*** PROVIDED MATERIAL ***

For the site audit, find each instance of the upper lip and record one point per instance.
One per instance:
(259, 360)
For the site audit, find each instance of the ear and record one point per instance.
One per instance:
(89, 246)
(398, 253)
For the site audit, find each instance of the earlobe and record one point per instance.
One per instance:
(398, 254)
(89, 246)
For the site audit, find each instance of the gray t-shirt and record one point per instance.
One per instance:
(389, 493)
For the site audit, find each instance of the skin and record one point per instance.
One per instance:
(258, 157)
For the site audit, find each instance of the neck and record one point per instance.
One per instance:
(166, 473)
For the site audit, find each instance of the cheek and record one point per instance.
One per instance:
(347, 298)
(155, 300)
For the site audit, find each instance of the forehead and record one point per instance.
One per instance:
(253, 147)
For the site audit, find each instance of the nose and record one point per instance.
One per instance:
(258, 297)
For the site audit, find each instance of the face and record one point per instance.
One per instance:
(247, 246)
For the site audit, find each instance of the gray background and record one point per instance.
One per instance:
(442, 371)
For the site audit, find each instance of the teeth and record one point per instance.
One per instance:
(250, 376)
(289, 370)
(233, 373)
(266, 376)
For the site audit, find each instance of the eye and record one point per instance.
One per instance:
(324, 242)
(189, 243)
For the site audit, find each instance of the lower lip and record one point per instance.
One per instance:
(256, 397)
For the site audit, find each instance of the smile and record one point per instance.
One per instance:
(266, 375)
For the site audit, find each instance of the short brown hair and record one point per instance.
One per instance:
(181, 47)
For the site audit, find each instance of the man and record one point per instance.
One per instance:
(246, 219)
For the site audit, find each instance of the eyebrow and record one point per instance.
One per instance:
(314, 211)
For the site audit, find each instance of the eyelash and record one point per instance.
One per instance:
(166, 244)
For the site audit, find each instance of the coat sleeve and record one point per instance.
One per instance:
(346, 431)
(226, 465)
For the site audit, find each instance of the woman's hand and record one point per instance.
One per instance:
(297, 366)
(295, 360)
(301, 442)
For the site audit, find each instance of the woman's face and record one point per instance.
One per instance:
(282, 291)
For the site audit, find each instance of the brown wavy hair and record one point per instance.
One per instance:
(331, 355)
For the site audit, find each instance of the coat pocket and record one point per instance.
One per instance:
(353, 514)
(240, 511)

*** End of PROVIDED MATERIAL ***

• EXERCISE AIM
The data above must be repeated in its entirety, exactly as given.

• ANSWER SECTION
For the site audit, find each instance of the upper lip and record one point per instance.
One per instance:
(259, 360)
For the site audit, find each instance of the ear and record one point per instance.
One per instance:
(89, 246)
(398, 253)
For the site audit, find each instance of the earlobe and record one point per instance.
One per instance:
(398, 254)
(89, 246)
For the site audit, find each instance of the gray t-shirt and record one point per instance.
One per instance:
(389, 493)
For the site audit, find each instance of the skin and record one point per instance.
One per instance:
(258, 157)
For the site audit, find each instance of the neck and record one point per instance.
One per instance:
(166, 473)
For the site audit, find each instance of the cheek and record one point per instance.
One per instance:
(347, 298)
(155, 300)
For the site audit, find each instance of the forehead and record one point per instance.
One per instance:
(253, 147)
For the site audit, find each instance of the nose and record one point per instance.
One per instance:
(258, 297)
For the site audit, find each instance of the face and record one point per instance.
One per instance:
(247, 246)
For the site audit, find each instance of the gray background and record one point per instance.
One per instance:
(442, 371)
For the site audit, find each instance of the teeth and record one point per instance.
One per instance:
(250, 376)
(289, 370)
(233, 373)
(266, 376)
For the site audit, find each instance of the eye and record one point per instance.
One per instance:
(324, 242)
(189, 243)
For the site audit, find each instance of the lower lip and record one point per instance.
One per instance:
(256, 397)
For the site audit, find each instance of the smile and record one point per instance.
One per instance:
(266, 375)
For the site audit, find each instance of the short brown hair and record one point per instance.
One per instance:
(181, 47)
For the site audit, find each instance of the man and record one point per instance.
One per instance:
(246, 219)
For the site audit, find each instance of the eyebrow and record one point per instance.
One per instance:
(314, 211)
For the site audit, find each instance of the eyelash and record one point per instance.
One per instance:
(166, 244)
For the site audit, find each instance of the coat sleeve and record one point per instance.
One per instance:
(346, 431)
(226, 465)
For the site audit, find each instance of the woman's hand and record one point per instance.
One per instance:
(297, 366)
(295, 360)
(301, 442)
For the site audit, find each instance of the woman's face and record one point per instance.
One per instance:
(282, 291)
For the site audit, find each instance of the brown wavy hair and record one point per instance.
One per instance:
(331, 355)
For the site audit, find each instance of the coat pocket and record one point per instance.
One per instance:
(353, 514)
(240, 511)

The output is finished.